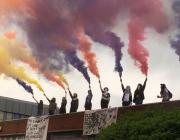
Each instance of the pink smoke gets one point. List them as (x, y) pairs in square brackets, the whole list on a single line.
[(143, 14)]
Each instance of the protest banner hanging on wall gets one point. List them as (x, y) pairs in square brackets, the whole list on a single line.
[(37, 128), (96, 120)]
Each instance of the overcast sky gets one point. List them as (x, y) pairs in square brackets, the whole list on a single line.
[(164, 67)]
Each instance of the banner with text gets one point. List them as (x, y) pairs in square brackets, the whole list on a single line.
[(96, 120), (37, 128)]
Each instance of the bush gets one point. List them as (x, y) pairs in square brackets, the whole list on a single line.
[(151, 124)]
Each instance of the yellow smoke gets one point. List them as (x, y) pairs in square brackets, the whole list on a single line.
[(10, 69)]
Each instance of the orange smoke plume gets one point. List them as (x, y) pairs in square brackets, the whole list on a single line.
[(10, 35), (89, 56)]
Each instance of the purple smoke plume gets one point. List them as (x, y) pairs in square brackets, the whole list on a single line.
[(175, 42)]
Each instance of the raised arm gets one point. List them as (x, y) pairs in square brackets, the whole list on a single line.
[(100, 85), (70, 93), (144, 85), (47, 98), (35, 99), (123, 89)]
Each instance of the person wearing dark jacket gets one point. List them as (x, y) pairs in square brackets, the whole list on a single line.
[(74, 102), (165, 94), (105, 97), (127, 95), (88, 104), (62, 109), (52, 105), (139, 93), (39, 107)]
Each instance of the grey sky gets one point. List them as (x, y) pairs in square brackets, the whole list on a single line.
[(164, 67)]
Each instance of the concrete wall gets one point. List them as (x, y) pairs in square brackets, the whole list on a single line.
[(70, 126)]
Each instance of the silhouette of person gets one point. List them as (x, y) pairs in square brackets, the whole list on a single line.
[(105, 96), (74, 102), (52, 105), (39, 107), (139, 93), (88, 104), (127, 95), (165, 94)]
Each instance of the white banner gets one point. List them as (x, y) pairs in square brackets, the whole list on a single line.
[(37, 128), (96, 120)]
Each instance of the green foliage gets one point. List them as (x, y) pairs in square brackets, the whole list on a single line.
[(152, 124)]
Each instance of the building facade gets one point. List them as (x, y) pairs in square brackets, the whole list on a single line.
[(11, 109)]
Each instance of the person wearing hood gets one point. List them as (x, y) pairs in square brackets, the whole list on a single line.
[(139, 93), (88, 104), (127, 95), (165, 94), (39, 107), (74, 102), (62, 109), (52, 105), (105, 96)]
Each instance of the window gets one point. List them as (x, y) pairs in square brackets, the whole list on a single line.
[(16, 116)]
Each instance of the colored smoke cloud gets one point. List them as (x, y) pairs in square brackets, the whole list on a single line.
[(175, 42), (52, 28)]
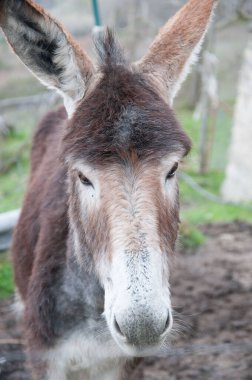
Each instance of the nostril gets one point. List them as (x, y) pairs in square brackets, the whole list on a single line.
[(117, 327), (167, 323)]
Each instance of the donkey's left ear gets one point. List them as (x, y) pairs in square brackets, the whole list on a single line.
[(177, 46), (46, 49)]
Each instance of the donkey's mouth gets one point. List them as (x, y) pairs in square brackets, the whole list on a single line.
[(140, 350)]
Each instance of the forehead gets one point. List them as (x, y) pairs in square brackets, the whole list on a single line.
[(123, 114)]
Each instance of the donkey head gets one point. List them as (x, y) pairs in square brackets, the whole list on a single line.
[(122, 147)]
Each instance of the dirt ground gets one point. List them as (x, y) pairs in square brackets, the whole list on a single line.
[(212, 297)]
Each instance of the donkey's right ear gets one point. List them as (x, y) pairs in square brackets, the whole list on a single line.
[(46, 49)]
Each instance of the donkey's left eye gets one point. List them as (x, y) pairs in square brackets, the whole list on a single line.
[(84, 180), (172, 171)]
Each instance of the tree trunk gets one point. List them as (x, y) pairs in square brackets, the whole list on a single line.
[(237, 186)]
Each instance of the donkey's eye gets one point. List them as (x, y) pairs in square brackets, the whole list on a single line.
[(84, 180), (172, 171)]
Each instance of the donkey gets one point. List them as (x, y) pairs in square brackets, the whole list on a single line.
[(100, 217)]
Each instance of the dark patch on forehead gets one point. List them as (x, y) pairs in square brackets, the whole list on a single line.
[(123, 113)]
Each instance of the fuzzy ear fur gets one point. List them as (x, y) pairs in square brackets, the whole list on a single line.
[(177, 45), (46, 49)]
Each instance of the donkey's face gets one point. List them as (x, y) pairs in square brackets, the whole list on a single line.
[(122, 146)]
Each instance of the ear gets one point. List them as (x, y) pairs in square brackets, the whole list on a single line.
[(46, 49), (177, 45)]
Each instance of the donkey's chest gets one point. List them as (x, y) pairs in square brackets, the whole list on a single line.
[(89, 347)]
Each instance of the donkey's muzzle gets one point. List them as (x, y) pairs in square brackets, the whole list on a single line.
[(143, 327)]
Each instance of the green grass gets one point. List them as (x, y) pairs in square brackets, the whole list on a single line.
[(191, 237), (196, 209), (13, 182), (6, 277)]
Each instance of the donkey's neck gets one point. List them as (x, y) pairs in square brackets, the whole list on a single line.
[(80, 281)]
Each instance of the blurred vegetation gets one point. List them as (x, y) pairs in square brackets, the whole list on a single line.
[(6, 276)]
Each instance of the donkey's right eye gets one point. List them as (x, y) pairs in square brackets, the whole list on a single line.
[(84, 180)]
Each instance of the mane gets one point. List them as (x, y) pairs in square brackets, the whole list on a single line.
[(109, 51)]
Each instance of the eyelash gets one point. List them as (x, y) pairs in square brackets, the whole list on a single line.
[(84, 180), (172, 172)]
++++++++++++++++++++
TASK DETAILS →
Leave out every line ahead of the one containing "Each instance of the donkey's chest" and print the rest of the listing exactly.

REPLY →
Each instance of the donkey's chest gets one point. List them as (x, y) pairs in square brackets, the whole list on a single line.
[(89, 347)]
Each instance of the donkey's muzzle gets one point. List them as (x, y) pairs in square brackets, the whole list on a single line.
[(143, 327)]
Each instance of the green grass gets one point. List them as (x, y) pairs in square brackets, the whole list on a single line.
[(191, 237), (196, 209), (13, 182), (6, 277)]
Each instance of the donkey's neck gets one point. List them as (x, y) pairs in square brackets, the whole list on a single line.
[(80, 281)]
Each instance of the blurred vegetation gets one point. List them as (x, y) pairs in square brackets, the whole list on a single line.
[(6, 276)]
Each instance of the donkey's right eye gets one point. List them as (x, y) pairs in square brackets, the whole list on a single line.
[(84, 180)]
Each instance of the mane gets one point. List them as (x, y) pairs in square brackets, the whole list on a single line.
[(109, 51)]
Each instance of the eyelash gets one point. List them as (x, y) pairs in square brackets, the whole list on a single line.
[(84, 180), (172, 172)]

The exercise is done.